Object position labeling entries:
* begin *
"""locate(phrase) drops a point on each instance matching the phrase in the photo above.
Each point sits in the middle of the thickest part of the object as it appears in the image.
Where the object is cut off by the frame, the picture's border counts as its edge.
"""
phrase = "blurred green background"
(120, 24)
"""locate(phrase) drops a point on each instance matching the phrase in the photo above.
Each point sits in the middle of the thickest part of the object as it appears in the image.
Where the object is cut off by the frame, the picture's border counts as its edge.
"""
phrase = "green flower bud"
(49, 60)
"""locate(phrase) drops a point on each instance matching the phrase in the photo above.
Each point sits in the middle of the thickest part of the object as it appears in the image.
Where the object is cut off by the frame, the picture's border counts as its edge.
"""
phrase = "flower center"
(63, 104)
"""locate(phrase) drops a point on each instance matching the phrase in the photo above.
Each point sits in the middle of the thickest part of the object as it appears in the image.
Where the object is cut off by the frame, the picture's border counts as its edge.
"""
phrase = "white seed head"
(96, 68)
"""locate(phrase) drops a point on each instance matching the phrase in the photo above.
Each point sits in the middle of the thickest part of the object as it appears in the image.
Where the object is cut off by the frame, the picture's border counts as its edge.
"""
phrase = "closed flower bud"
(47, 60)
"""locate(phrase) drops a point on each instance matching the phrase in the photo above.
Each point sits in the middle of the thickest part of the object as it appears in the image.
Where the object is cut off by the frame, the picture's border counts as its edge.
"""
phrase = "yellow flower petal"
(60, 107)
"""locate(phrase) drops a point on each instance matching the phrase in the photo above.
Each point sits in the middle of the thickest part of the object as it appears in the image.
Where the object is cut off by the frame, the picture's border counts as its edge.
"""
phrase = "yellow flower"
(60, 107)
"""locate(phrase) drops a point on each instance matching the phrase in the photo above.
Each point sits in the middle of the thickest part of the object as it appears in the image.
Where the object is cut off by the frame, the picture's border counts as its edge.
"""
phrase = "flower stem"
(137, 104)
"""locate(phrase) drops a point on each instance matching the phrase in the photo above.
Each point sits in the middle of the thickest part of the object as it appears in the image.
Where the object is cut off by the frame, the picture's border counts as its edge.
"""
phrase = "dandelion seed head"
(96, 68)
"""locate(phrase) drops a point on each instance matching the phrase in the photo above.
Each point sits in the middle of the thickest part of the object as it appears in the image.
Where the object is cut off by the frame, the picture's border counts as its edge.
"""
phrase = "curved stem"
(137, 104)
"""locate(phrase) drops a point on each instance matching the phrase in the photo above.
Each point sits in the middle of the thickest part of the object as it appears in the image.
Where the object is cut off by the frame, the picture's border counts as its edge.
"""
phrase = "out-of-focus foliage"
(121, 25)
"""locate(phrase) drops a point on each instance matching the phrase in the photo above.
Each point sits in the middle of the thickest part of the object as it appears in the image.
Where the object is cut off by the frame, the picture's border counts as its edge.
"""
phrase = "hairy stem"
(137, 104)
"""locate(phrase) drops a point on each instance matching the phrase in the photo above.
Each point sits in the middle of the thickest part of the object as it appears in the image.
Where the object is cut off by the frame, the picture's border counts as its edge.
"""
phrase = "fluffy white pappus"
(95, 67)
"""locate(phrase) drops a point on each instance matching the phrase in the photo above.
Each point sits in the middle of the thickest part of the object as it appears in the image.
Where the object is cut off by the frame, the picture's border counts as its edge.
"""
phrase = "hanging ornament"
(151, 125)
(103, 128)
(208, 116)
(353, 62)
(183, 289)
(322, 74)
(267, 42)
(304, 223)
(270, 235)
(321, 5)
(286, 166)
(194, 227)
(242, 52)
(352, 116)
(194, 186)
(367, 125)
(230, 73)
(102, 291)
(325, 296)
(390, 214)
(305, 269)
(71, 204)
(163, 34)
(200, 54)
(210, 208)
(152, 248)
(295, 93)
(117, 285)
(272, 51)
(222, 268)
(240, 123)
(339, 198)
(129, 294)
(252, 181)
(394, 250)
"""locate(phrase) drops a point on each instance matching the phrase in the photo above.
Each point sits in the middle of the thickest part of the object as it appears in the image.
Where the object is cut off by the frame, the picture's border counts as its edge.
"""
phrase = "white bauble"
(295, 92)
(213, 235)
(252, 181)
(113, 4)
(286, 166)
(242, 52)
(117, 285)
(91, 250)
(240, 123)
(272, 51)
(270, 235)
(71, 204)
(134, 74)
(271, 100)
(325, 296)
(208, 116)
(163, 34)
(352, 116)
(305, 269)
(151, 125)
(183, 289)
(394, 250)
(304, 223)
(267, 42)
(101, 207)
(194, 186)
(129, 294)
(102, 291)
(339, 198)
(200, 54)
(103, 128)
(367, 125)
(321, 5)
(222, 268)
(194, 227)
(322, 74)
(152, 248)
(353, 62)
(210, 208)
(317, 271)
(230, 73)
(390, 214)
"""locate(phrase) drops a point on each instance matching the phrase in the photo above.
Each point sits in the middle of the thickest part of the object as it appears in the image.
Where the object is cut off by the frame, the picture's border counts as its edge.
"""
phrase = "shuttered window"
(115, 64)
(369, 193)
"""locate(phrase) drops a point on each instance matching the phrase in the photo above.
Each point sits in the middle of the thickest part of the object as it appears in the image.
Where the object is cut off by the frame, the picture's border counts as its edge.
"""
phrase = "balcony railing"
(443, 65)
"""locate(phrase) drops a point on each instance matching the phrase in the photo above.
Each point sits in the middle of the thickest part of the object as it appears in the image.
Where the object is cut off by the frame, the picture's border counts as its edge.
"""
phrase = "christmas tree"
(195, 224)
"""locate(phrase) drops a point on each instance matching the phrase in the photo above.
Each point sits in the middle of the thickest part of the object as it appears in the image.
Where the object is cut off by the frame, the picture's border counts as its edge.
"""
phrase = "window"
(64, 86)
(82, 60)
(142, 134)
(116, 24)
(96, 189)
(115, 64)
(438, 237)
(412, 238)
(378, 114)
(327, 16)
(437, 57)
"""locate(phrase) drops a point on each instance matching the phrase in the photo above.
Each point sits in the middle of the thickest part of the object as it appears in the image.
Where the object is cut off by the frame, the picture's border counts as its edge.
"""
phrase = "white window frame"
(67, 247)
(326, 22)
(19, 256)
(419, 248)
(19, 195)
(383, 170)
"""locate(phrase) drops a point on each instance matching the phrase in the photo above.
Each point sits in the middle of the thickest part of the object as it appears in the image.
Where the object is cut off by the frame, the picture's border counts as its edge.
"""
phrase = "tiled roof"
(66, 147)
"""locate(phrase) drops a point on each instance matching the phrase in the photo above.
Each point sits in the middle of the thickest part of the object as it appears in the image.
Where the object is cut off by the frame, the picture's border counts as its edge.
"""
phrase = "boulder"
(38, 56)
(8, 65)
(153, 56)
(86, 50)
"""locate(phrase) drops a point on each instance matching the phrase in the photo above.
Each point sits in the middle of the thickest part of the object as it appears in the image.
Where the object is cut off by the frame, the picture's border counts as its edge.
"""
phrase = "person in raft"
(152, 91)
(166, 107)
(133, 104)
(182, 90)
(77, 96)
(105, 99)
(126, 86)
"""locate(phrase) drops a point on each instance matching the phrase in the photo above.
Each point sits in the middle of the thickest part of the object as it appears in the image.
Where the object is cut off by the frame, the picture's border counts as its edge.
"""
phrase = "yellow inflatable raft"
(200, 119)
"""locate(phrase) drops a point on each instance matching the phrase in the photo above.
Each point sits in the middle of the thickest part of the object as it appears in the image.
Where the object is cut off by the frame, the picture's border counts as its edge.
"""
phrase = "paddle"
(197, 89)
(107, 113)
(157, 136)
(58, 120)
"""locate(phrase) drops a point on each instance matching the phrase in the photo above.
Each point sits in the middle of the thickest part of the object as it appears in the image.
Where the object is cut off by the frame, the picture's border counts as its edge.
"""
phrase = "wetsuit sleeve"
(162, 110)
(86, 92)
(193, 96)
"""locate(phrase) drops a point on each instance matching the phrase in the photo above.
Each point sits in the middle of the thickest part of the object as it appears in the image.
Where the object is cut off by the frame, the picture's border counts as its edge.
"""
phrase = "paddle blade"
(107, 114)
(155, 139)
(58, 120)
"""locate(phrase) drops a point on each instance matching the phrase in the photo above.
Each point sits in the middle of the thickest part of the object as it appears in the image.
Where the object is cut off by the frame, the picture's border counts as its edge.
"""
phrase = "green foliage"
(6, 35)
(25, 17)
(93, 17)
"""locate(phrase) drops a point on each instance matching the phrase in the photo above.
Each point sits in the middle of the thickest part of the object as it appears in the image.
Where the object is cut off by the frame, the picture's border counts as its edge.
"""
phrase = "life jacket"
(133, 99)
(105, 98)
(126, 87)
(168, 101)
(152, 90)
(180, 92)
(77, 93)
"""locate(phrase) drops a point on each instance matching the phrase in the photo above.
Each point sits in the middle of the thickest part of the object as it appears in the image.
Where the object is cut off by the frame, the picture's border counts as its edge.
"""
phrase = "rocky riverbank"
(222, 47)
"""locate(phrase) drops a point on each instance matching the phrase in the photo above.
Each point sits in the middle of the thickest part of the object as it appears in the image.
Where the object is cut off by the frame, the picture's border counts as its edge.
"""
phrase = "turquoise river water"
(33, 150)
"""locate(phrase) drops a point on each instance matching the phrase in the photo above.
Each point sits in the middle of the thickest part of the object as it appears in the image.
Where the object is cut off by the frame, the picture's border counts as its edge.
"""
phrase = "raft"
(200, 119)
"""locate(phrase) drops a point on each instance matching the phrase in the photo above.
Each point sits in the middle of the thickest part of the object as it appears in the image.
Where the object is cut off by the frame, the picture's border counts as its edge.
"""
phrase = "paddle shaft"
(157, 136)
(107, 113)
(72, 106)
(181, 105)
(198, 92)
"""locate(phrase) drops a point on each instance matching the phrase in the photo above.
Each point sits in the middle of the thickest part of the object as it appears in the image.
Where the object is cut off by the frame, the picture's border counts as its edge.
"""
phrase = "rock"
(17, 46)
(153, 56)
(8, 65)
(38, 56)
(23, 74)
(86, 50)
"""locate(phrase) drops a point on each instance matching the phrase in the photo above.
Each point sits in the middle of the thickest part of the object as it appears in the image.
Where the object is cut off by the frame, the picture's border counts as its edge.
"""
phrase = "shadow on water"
* end *
PROBLEM STATEMENT
How many lines in the items above contain the word "head", counting case as significant? Reply with the number alone.

RESULT
2